# DESCRIPTION OF THE TASK
Switch "sample" to "template" in the lines from the one holding "Mark the region of every instance of the flower" through the end of the records, inclusive. Return only those lines, with nothing else changed.

# EXERCISE MATERIALS
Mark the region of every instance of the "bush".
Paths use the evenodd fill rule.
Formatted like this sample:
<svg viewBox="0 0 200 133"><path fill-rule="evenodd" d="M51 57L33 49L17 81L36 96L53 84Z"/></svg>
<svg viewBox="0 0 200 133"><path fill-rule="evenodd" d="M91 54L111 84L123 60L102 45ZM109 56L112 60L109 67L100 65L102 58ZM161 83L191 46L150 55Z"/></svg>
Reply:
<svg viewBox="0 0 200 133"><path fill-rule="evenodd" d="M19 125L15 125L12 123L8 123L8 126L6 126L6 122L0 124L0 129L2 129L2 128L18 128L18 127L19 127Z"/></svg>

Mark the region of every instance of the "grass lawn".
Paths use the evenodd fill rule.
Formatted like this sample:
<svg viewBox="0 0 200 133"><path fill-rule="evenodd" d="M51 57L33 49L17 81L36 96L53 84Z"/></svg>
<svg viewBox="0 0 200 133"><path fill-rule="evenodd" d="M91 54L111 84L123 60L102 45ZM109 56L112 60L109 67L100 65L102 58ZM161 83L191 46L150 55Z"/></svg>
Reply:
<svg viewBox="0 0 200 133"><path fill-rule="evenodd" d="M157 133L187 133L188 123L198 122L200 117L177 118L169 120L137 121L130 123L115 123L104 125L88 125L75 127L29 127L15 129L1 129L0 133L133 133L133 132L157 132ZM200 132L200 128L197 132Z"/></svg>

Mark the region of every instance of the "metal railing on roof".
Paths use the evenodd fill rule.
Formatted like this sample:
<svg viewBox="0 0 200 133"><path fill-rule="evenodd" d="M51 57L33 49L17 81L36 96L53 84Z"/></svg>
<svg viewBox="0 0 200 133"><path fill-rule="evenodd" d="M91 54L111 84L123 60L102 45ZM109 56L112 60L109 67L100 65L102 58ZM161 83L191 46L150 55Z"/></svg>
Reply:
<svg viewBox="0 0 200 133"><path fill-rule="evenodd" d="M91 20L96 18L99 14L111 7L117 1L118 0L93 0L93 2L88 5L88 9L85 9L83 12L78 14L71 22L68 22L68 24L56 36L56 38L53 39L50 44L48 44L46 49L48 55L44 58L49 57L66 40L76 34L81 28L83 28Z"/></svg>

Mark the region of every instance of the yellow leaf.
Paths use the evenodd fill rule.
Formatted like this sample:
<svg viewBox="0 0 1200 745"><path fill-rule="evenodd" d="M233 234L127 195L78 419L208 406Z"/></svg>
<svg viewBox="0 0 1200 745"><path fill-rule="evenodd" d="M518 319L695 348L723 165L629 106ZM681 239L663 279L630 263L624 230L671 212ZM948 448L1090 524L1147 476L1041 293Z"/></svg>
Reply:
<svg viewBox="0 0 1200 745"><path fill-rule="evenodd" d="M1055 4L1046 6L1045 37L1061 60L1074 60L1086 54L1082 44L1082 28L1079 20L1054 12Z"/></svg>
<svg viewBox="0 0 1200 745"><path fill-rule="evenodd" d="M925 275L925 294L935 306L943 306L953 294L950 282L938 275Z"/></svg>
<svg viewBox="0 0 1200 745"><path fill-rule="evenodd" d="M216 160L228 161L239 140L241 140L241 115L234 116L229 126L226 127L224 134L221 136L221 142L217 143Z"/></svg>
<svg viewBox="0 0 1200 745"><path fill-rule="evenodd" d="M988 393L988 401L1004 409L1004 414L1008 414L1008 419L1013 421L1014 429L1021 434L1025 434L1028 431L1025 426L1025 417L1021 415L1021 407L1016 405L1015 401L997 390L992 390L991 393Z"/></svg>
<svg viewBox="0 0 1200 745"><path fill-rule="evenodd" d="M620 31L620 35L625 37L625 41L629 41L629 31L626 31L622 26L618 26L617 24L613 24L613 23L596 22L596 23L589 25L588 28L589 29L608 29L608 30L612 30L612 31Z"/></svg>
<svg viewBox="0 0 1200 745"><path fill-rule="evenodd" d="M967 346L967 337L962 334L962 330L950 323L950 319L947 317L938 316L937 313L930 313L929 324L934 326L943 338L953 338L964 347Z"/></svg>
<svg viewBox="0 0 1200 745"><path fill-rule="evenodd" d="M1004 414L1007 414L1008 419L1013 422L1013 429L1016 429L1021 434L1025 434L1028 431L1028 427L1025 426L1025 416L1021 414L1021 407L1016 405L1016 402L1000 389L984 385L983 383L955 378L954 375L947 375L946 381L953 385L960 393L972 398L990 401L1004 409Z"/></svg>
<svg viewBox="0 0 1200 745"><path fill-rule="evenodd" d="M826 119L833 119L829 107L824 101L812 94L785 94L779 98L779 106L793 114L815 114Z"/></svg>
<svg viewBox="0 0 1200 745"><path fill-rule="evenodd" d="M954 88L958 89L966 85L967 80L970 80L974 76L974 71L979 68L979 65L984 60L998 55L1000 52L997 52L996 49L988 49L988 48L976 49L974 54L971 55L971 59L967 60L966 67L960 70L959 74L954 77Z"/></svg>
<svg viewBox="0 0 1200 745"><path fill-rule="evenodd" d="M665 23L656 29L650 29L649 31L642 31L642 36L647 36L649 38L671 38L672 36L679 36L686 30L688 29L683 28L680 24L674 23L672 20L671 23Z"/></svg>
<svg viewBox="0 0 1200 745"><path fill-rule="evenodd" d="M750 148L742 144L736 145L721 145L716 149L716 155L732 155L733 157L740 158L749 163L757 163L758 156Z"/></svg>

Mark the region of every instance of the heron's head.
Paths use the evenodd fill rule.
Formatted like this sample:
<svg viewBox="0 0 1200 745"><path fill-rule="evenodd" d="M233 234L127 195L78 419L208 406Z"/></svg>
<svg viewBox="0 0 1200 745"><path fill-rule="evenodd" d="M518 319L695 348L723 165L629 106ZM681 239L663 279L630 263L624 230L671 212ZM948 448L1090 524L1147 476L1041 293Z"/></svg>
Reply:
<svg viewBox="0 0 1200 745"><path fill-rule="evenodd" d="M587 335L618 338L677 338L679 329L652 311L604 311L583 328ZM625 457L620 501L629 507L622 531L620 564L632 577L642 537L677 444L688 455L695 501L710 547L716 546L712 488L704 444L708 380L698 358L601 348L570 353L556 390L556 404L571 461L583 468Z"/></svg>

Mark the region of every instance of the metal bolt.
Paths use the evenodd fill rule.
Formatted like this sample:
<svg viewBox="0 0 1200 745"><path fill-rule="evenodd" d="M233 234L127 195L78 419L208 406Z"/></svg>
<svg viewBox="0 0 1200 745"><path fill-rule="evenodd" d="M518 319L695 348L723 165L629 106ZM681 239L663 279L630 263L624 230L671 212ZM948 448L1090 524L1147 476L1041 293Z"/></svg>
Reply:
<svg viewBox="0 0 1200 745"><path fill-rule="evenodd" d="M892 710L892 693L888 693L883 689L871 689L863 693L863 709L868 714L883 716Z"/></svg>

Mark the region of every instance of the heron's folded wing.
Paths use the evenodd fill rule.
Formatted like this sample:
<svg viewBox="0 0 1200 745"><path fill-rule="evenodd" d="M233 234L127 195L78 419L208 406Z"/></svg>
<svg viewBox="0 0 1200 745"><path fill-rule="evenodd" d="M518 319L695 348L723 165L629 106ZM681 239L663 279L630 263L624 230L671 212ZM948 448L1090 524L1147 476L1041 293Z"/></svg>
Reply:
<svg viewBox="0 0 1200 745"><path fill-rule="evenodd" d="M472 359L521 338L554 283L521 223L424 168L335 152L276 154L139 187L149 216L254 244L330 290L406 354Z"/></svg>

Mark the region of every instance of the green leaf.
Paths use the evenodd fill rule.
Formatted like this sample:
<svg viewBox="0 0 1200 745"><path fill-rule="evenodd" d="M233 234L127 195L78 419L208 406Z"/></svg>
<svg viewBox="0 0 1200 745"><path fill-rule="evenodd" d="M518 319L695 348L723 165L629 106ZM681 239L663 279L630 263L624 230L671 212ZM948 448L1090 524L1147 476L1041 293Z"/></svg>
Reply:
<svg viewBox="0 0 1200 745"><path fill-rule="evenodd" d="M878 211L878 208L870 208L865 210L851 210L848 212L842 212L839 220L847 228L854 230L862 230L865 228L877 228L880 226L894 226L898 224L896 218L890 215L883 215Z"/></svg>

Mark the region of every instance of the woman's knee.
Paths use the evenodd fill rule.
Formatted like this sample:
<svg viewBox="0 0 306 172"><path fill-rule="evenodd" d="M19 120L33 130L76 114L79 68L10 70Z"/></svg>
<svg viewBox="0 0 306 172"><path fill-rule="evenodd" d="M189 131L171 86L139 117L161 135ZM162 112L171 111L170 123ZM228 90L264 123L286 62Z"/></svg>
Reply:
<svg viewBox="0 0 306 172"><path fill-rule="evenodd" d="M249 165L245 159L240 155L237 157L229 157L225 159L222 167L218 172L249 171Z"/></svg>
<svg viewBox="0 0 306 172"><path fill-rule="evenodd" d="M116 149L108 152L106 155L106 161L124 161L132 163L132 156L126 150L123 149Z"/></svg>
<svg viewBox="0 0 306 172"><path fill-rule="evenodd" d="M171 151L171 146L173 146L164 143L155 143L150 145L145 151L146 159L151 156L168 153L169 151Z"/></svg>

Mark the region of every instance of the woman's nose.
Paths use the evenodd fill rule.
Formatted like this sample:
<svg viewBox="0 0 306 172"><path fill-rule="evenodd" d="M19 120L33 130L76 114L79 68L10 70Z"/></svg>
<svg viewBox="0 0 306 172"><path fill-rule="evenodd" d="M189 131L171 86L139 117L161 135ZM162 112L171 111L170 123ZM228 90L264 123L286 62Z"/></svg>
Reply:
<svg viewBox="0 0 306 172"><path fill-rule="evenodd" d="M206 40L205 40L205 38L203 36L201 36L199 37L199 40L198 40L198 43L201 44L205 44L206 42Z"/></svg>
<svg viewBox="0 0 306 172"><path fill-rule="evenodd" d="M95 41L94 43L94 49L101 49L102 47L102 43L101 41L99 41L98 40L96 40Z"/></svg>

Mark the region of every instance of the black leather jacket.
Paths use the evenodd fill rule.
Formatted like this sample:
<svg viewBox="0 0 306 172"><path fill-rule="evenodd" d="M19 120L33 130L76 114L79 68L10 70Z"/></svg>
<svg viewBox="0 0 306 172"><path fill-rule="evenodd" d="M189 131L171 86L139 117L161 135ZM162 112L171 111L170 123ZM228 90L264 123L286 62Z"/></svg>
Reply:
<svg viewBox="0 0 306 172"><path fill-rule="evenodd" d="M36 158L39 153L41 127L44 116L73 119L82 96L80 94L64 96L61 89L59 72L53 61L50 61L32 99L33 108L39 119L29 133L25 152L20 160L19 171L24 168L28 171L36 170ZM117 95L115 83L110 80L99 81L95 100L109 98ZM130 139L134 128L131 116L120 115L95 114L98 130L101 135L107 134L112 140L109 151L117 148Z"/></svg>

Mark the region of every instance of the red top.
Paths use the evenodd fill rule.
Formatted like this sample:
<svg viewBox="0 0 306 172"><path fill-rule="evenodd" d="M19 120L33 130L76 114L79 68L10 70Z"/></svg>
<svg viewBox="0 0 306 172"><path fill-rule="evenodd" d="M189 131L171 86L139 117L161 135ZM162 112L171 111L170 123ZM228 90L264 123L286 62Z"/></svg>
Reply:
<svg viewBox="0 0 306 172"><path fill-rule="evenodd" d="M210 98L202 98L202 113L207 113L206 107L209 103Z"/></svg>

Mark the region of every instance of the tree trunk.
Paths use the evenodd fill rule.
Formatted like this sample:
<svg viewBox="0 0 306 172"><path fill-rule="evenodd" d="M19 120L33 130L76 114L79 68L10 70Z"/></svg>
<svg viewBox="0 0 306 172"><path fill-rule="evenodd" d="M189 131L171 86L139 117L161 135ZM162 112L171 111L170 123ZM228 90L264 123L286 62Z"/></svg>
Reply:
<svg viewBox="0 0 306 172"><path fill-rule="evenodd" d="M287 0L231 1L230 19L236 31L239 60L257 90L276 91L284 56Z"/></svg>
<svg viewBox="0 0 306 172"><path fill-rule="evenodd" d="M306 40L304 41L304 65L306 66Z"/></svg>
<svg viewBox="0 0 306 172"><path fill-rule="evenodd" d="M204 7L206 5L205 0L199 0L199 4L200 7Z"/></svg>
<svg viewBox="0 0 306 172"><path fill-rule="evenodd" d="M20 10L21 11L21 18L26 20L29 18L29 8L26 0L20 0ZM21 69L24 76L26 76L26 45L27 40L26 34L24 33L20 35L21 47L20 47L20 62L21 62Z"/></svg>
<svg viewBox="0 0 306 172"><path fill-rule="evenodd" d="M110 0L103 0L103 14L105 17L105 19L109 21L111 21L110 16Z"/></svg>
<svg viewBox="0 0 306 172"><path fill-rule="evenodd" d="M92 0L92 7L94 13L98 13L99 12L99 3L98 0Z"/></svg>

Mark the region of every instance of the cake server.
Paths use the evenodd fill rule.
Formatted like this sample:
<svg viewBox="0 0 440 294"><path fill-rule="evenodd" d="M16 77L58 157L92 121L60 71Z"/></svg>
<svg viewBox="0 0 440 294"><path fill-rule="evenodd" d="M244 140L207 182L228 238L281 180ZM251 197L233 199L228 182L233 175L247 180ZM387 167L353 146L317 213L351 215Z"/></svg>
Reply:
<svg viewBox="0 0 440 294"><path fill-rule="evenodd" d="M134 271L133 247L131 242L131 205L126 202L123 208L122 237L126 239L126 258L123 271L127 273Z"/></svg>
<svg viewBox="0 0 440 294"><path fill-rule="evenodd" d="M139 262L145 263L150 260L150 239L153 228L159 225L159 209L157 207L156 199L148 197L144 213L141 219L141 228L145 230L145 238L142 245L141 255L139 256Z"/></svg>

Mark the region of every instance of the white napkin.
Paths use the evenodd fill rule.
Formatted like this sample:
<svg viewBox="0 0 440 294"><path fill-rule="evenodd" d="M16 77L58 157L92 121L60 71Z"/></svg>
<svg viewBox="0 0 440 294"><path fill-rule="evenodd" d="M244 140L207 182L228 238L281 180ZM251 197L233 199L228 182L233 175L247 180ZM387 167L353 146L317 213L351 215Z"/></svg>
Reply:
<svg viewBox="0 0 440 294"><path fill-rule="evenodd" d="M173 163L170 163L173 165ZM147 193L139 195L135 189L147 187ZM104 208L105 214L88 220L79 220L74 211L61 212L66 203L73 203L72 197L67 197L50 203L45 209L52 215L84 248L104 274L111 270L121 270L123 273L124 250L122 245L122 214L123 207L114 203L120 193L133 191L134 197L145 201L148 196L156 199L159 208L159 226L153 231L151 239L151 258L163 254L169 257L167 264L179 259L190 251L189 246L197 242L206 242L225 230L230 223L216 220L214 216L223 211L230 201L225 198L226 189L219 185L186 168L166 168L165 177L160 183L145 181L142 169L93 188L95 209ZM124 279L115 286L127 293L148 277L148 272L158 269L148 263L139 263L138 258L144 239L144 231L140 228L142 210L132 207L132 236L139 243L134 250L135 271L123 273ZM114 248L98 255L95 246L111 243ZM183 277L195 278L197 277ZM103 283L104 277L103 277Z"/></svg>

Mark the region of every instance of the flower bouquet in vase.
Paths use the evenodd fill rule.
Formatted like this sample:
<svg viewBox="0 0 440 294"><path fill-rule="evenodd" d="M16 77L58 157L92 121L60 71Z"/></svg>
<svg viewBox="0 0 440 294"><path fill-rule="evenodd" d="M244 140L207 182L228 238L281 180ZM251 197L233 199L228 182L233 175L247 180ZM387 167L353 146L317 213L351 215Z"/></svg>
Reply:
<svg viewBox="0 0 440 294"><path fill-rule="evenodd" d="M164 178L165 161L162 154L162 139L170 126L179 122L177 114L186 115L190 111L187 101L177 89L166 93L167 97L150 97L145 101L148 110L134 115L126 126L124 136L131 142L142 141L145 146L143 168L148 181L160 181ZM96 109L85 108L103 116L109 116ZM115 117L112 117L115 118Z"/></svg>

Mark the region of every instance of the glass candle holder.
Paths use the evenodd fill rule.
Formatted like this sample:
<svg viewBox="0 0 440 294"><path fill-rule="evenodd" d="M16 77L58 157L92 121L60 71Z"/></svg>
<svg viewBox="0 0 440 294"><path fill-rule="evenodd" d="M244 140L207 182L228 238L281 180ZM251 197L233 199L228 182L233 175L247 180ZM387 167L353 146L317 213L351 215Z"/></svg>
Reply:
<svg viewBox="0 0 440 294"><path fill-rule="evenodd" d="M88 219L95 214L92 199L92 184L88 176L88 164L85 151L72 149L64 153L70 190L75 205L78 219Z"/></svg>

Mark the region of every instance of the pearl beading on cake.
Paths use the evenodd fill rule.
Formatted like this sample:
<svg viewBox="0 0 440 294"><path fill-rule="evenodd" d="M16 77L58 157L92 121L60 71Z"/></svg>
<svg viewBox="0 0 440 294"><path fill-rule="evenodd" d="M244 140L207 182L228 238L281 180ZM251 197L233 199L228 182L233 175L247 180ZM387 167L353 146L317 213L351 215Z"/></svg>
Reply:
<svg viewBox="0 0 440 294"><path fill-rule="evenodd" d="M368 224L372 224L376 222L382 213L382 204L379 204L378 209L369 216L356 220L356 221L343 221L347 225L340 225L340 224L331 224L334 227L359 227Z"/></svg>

# TASK SOLUTION
Mark the region of every instance of the flower bouquet in vase.
Paths use the evenodd fill rule.
Formatted like this template:
<svg viewBox="0 0 440 294"><path fill-rule="evenodd" d="M16 77L58 157L92 121L60 71Z"/></svg>
<svg viewBox="0 0 440 294"><path fill-rule="evenodd" d="M244 140L207 182L228 238L281 180ZM251 197L233 199L228 182L233 175L247 180ZM387 167L353 146L317 213L351 215Z"/></svg>
Reply:
<svg viewBox="0 0 440 294"><path fill-rule="evenodd" d="M164 178L165 161L162 154L162 139L170 126L179 122L177 114L186 115L190 111L187 101L177 89L166 93L167 97L150 97L145 101L148 110L134 115L126 126L124 136L131 142L142 141L145 146L143 168L148 181L160 181ZM96 109L85 108L103 116L109 116ZM115 117L112 117L115 118Z"/></svg>

Mark the region of every instance of the glass candle holder.
Paths use the evenodd fill rule.
Formatted like this template:
<svg viewBox="0 0 440 294"><path fill-rule="evenodd" d="M16 77L58 157L92 121L60 71Z"/></svg>
<svg viewBox="0 0 440 294"><path fill-rule="evenodd" d="M244 140L207 182L228 238L281 180ZM251 197L233 199L228 182L233 175L247 180ZM387 167L353 146L317 213L351 215Z"/></svg>
Reply:
<svg viewBox="0 0 440 294"><path fill-rule="evenodd" d="M88 219L95 214L92 199L92 184L88 176L88 164L85 151L72 149L64 153L70 190L75 205L78 219Z"/></svg>

Mark the region of every instance of the pearl beading on cake.
Paths use the evenodd fill rule.
Formatted like this template:
<svg viewBox="0 0 440 294"><path fill-rule="evenodd" d="M16 77L58 157L92 121L60 71Z"/></svg>
<svg viewBox="0 0 440 294"><path fill-rule="evenodd" d="M244 140L207 182L228 238L281 180ZM251 197L233 199L228 182L233 175L247 180ZM387 167L353 146L317 213L351 215Z"/></svg>
Reply:
<svg viewBox="0 0 440 294"><path fill-rule="evenodd" d="M368 224L372 224L376 222L382 213L382 204L379 204L378 209L369 216L356 220L356 221L343 221L347 225L340 225L340 224L331 224L334 227L359 227Z"/></svg>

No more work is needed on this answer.